[Location identification entries]
[Begin]

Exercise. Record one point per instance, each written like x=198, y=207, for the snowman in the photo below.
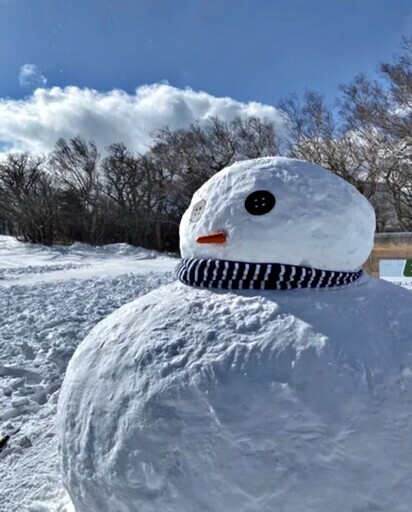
x=273, y=375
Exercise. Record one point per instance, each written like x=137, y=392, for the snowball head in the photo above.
x=279, y=210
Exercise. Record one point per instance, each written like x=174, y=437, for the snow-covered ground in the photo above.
x=50, y=298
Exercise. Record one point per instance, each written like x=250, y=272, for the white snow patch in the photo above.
x=50, y=298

[End]

WHAT YOU HAVE TO DO
Rewrite all of the material above, changing "instance" to "object" everywhere and keeping everything else the same. Omit the pictures.

WRITTEN SOLUTION
Exercise. Record one point per object, each written like x=198, y=207, for the snowman in the photo below.
x=273, y=375
Exercise. Record one point per object, each written like x=137, y=392, for the snowball head in the photo above.
x=279, y=210
Exercise. Record one point per object, each written like x=174, y=437, for the snow-covered ground in the photo above.
x=50, y=298
Exercise. Record one point per object, each written like x=250, y=272, for the white snow patch in the photo above.
x=50, y=298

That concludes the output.